- **EXERCISE TASK**
Please copy all of the records below line for line, changing nothing.

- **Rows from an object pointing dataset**
□ □ □ □ □ □ □
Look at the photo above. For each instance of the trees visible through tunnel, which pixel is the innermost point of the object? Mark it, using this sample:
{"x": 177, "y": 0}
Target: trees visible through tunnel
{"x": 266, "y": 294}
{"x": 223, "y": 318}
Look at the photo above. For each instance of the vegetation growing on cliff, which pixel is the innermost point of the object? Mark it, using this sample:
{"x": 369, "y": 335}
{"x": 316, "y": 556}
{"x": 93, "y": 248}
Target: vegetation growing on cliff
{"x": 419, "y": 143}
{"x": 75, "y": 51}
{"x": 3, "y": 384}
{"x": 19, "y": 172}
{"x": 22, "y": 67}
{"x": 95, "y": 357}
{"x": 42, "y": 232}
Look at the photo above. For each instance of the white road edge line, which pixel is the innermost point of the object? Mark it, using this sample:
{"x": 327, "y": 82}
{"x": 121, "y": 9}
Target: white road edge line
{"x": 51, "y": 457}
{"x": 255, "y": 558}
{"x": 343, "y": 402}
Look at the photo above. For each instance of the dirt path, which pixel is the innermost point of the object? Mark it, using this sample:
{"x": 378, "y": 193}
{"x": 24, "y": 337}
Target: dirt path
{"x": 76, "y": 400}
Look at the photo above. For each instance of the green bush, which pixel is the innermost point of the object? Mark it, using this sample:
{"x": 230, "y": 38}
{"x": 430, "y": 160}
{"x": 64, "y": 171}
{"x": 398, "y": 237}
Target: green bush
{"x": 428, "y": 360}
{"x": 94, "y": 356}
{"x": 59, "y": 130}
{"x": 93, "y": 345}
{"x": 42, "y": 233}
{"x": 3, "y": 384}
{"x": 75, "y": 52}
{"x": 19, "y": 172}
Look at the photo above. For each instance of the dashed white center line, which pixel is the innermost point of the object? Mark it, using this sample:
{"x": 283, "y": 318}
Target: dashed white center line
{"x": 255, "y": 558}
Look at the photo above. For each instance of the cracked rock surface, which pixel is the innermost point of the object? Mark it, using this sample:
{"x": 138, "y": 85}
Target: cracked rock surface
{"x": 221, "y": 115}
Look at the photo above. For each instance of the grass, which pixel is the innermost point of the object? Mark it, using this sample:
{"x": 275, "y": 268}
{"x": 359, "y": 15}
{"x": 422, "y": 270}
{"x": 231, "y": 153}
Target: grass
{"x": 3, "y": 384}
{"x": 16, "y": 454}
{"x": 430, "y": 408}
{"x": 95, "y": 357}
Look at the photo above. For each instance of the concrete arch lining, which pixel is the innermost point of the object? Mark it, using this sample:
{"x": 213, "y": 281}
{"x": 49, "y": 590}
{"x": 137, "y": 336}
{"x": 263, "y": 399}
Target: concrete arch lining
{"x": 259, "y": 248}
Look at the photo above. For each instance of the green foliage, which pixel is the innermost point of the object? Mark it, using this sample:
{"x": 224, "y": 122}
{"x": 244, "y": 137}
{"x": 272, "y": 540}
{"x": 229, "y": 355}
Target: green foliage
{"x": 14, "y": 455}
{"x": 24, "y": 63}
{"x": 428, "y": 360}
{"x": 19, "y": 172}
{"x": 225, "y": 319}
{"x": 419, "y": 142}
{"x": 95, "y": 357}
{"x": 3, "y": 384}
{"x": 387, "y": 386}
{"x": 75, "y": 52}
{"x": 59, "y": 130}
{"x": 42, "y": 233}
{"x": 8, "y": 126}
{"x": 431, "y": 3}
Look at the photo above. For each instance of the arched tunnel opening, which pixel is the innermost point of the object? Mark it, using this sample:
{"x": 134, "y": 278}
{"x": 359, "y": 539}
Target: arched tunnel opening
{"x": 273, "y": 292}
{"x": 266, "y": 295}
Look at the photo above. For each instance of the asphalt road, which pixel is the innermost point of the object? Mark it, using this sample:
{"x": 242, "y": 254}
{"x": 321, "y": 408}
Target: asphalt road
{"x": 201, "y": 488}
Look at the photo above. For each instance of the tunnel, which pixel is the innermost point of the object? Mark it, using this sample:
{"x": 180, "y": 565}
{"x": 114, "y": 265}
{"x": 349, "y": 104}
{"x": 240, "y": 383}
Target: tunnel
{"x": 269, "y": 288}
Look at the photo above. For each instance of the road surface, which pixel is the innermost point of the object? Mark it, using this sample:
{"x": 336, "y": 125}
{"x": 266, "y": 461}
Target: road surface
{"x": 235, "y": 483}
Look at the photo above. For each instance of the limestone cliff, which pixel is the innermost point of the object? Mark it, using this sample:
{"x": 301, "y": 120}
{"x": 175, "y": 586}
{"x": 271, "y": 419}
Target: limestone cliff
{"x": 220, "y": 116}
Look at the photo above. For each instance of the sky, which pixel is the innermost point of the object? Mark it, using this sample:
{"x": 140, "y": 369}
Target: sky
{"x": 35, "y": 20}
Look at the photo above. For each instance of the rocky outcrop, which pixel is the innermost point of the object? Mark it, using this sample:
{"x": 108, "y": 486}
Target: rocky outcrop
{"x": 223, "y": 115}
□ □ □ □ □ □ □
- **ANSWER TO THIS TASK**
Look at the photo above. For each instance of the trees visible through tunnel, which pixel is the innermost point of the object? Mark it, using this sample:
{"x": 177, "y": 0}
Target: trees visible through tunnel
{"x": 266, "y": 294}
{"x": 223, "y": 318}
Look at the photo above. For each instance of the vegetation growing on cliff, which pixel is the innermost point of the object? Mark it, using this sample:
{"x": 369, "y": 335}
{"x": 316, "y": 556}
{"x": 93, "y": 248}
Target: vegetation growing on cliff
{"x": 419, "y": 143}
{"x": 75, "y": 51}
{"x": 3, "y": 384}
{"x": 19, "y": 172}
{"x": 22, "y": 67}
{"x": 95, "y": 357}
{"x": 42, "y": 232}
Look at the photo above. For each instance of the white road edge line, which pixel is the innermost point of the object? Mark it, using this sample:
{"x": 327, "y": 82}
{"x": 121, "y": 9}
Target: white road edge line
{"x": 51, "y": 457}
{"x": 255, "y": 558}
{"x": 343, "y": 402}
Look at the photo above. For each instance of the dirt path, which pixel is the innermost point of the object? Mark it, using this sample:
{"x": 378, "y": 193}
{"x": 24, "y": 337}
Target: dirt path
{"x": 76, "y": 400}
Look at the photo above. For each instance of the green bush, which pixel is the innermost point of the object? Mark it, using this sample:
{"x": 230, "y": 38}
{"x": 430, "y": 160}
{"x": 64, "y": 171}
{"x": 398, "y": 237}
Target: green bush
{"x": 428, "y": 360}
{"x": 94, "y": 356}
{"x": 59, "y": 130}
{"x": 93, "y": 345}
{"x": 42, "y": 233}
{"x": 3, "y": 384}
{"x": 75, "y": 52}
{"x": 19, "y": 172}
Look at the photo above. For each instance of the dashed white center line, which pixel is the innermost point of the object? Mark it, using this sample:
{"x": 283, "y": 318}
Target: dashed white center line
{"x": 255, "y": 558}
Look at the photo above. For each instance of the cracked rock surface, which pixel is the innermost point of the object? Mark it, using this sample:
{"x": 138, "y": 85}
Target: cracked rock surface
{"x": 221, "y": 115}
Look at the photo above. For each instance of the grass, which pixel is the innermost point of the object? Mark it, using this sample:
{"x": 275, "y": 268}
{"x": 359, "y": 15}
{"x": 422, "y": 270}
{"x": 231, "y": 153}
Target: grass
{"x": 3, "y": 384}
{"x": 16, "y": 454}
{"x": 430, "y": 408}
{"x": 95, "y": 357}
Look at the photo above. For each instance of the concrete arch lining, which pixel is the innermost point of the object? Mark it, using this sample:
{"x": 213, "y": 281}
{"x": 49, "y": 590}
{"x": 137, "y": 336}
{"x": 263, "y": 399}
Target: concrete arch lining
{"x": 259, "y": 248}
Look at the photo above. For each instance of the green foliage, which pixel is the innermost point of the object? Mark it, using this sample:
{"x": 224, "y": 122}
{"x": 244, "y": 137}
{"x": 272, "y": 540}
{"x": 229, "y": 355}
Target: green foliage
{"x": 14, "y": 455}
{"x": 24, "y": 63}
{"x": 428, "y": 360}
{"x": 19, "y": 172}
{"x": 225, "y": 319}
{"x": 419, "y": 142}
{"x": 95, "y": 357}
{"x": 3, "y": 384}
{"x": 387, "y": 386}
{"x": 75, "y": 52}
{"x": 59, "y": 130}
{"x": 42, "y": 233}
{"x": 8, "y": 126}
{"x": 431, "y": 3}
Look at the photo above. For each instance of the arched tunnel opening, which pixel is the innermost point of the object? Mark it, using this sample:
{"x": 134, "y": 278}
{"x": 359, "y": 539}
Target: arched tunnel opening
{"x": 273, "y": 292}
{"x": 266, "y": 295}
Look at the photo above. For each instance of the asphalt road, which pixel is the innermost point of the object? Mark it, using this sample:
{"x": 242, "y": 254}
{"x": 321, "y": 408}
Target: asphalt road
{"x": 201, "y": 488}
Look at the photo above. For each instance of the tunnel, which pixel is the innermost point of the object? Mark it, using this sample:
{"x": 180, "y": 565}
{"x": 114, "y": 265}
{"x": 349, "y": 104}
{"x": 240, "y": 383}
Target: tunnel
{"x": 269, "y": 288}
Look at the photo above. For each instance of the road surface, which pixel is the innermost point of the object? Mark it, using this sample:
{"x": 336, "y": 125}
{"x": 266, "y": 461}
Target: road surface
{"x": 235, "y": 483}
Look at the photo above. For each instance of the limestone cliff, which pixel is the innermost point of the object? Mark it, using this sample:
{"x": 301, "y": 120}
{"x": 175, "y": 586}
{"x": 271, "y": 419}
Target: limestone cliff
{"x": 220, "y": 116}
Look at the photo above. For each instance of the sky, which pixel is the innermost point of the object? Mark it, using this sample:
{"x": 140, "y": 369}
Target: sky
{"x": 35, "y": 20}
Look at the photo above. For each instance of the rocky outcrop, which pixel is the innermost point of the object? Mark it, using this sample:
{"x": 108, "y": 486}
Target: rocky outcrop
{"x": 223, "y": 115}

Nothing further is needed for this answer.